» **Problem to work on**
Copy the listing below line for line, with no changes.

+--

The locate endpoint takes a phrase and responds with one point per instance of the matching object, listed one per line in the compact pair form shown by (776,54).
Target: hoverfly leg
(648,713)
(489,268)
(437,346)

+--

» **Result of the exercise**
The locate endpoint takes a phrase and responds with one point per instance of the matching object, listed one per line in the compact pair form shown by (776,54).
Target: hoverfly leg
(648,713)
(489,268)
(437,346)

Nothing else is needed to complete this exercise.